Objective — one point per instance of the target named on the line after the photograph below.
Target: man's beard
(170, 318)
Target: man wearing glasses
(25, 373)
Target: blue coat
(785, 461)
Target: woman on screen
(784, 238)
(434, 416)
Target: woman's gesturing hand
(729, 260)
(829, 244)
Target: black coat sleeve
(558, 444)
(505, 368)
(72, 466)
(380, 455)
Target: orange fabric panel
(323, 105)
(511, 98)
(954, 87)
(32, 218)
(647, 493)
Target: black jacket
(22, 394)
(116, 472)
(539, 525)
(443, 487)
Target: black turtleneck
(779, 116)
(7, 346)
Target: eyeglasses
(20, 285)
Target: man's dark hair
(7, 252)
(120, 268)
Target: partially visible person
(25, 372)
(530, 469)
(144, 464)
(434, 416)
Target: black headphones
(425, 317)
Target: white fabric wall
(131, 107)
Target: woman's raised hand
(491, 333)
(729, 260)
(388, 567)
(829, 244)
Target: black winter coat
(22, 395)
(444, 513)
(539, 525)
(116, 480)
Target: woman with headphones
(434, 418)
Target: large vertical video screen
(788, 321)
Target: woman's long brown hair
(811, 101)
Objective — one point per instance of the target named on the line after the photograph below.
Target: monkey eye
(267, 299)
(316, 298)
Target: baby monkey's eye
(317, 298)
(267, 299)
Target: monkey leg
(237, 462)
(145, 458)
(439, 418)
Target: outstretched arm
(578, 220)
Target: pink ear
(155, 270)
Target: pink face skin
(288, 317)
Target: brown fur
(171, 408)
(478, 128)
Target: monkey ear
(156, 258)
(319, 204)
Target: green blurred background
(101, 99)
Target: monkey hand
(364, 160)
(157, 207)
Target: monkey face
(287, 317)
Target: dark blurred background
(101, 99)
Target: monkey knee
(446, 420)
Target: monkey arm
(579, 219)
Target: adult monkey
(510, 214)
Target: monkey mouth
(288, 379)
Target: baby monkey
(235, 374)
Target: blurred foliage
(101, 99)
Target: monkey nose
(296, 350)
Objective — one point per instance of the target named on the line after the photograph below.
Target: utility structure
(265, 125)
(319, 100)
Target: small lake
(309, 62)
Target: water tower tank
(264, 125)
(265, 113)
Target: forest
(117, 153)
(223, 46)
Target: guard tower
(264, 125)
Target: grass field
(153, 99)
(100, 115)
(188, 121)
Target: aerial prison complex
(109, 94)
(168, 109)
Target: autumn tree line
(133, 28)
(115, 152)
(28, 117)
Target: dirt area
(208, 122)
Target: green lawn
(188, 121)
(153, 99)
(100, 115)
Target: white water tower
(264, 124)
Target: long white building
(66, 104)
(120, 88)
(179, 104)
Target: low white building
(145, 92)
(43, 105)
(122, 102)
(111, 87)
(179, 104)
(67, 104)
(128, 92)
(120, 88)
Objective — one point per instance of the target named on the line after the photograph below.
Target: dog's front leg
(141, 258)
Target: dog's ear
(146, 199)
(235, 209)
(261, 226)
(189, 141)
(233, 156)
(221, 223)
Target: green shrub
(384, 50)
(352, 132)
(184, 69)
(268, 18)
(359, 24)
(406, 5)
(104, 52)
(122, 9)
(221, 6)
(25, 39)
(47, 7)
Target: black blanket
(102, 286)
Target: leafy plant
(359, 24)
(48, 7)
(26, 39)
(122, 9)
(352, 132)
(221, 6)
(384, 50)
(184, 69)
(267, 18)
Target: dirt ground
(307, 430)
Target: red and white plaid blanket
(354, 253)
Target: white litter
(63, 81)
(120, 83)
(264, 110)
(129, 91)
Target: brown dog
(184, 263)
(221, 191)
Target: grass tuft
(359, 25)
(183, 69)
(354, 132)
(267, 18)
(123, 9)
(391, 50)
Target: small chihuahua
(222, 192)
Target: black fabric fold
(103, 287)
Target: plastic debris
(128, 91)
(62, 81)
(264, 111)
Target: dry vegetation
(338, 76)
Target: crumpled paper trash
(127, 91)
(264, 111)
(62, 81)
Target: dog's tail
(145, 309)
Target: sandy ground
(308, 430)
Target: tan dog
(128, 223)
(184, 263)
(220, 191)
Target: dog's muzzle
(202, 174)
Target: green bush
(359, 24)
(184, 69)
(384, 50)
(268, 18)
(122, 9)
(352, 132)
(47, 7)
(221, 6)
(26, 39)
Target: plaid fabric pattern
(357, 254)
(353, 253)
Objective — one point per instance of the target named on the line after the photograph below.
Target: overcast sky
------------------------------------
→ **Exercise goal**:
Revise the records above by changing each "Objective" to "Goal", leaving everything else untouched.

→ **Output**:
Goal — one point per instance of the target named on the line after the photograph below.
Target: man's beard
(170, 318)
Target: man wearing glasses
(25, 373)
Target: blue coat
(785, 461)
Target: woman on screen
(784, 238)
(434, 416)
Target: woman's gesturing hand
(729, 260)
(829, 244)
Target: black coat sleeve
(558, 444)
(505, 368)
(72, 466)
(380, 455)
Target: orange fabric panel
(323, 105)
(511, 98)
(954, 87)
(32, 218)
(647, 493)
Target: black jacket
(22, 394)
(116, 472)
(539, 525)
(443, 487)
Target: black turtleneck
(779, 116)
(7, 346)
Target: eyeglasses
(20, 285)
Target: man's dark hair
(7, 252)
(120, 268)
Target: partially visible person
(25, 372)
(530, 469)
(144, 464)
(434, 416)
Target: black headphones
(425, 317)
Target: white fabric wall
(131, 107)
Target: woman's raised hand
(491, 333)
(729, 260)
(388, 567)
(829, 244)
Target: black winter coat
(22, 395)
(444, 513)
(539, 525)
(116, 480)
Target: woman with headphones
(434, 418)
Target: large vertical video screen
(788, 321)
Target: woman's long brown hair
(811, 101)
Goal — one point per instance of the target named on the line after the photograph below.
Target: monkey eye
(267, 299)
(316, 298)
Target: baby monkey's eye
(317, 298)
(267, 299)
Target: monkey leg
(237, 462)
(145, 458)
(439, 418)
Target: outstretched arm
(578, 220)
Target: pink ear
(155, 270)
Target: pink face skin
(288, 317)
Target: brown fur
(171, 408)
(478, 128)
Target: monkey ear
(156, 258)
(319, 204)
Target: green blurred background
(101, 99)
Target: monkey hand
(364, 160)
(157, 207)
Target: monkey face
(287, 317)
Target: dark blurred background
(101, 99)
Target: monkey knee
(446, 420)
Target: monkey arm
(579, 219)
Target: adult monkey
(510, 214)
Target: monkey mouth
(288, 379)
Target: baby monkey
(235, 374)
Target: blurred foliage
(101, 99)
Target: monkey nose
(296, 350)
Goal — one point per instance of the target named on the line after the photograph below.
Target: utility structure
(265, 125)
(319, 100)
Target: small lake
(309, 62)
Target: water tower tank
(264, 125)
(265, 113)
Target: forest
(117, 153)
(223, 46)
Target: guard tower
(264, 125)
Target: grass field
(153, 99)
(100, 115)
(188, 121)
Target: aerial prison complex
(109, 94)
(168, 109)
Target: autumn tree line
(133, 28)
(115, 152)
(28, 117)
Target: dirt area
(208, 122)
Target: green lawn
(188, 121)
(153, 99)
(100, 115)
Target: white water tower
(264, 124)
Target: long white building
(66, 104)
(120, 88)
(179, 104)
Target: low white building
(145, 92)
(43, 105)
(122, 102)
(111, 87)
(179, 104)
(67, 104)
(128, 92)
(120, 88)
Goal — one point per instance of the target named on the line after the photograph below.
Target: dog's front leg
(141, 258)
Target: dog's ear
(146, 199)
(235, 209)
(261, 226)
(189, 141)
(233, 156)
(221, 223)
Target: green shrub
(384, 50)
(352, 132)
(184, 69)
(268, 18)
(359, 24)
(406, 5)
(104, 52)
(122, 9)
(221, 6)
(25, 39)
(47, 7)
Target: black blanket
(102, 286)
Target: leafy plant
(359, 24)
(48, 7)
(26, 39)
(122, 9)
(352, 132)
(221, 6)
(384, 50)
(184, 69)
(267, 18)
Target: dirt ground
(307, 430)
Target: red and white plaid blanket
(354, 253)
Target: white litter
(63, 81)
(120, 83)
(264, 110)
(129, 91)
Target: brown dog
(184, 263)
(221, 191)
Target: grass tuft
(359, 25)
(183, 69)
(354, 132)
(267, 18)
(123, 9)
(391, 50)
Target: small chihuahua
(222, 192)
Target: black fabric fold
(103, 287)
Target: plastic debris
(128, 91)
(62, 81)
(264, 111)
Target: dry vegetation
(338, 76)
Target: crumpled paper trash
(127, 91)
(264, 111)
(62, 81)
Target: dog's tail
(145, 309)
Target: sandy ground
(308, 430)
Target: tan dog
(128, 223)
(184, 263)
(220, 191)
Target: dog's muzzle
(202, 174)
Target: green bush
(359, 24)
(184, 69)
(384, 50)
(268, 18)
(122, 9)
(352, 132)
(47, 7)
(221, 6)
(26, 39)
Target: plaid fabric pattern
(357, 254)
(353, 253)
Goal — one point per instance of the target named on the line after the photograph below.
Target: overcast sky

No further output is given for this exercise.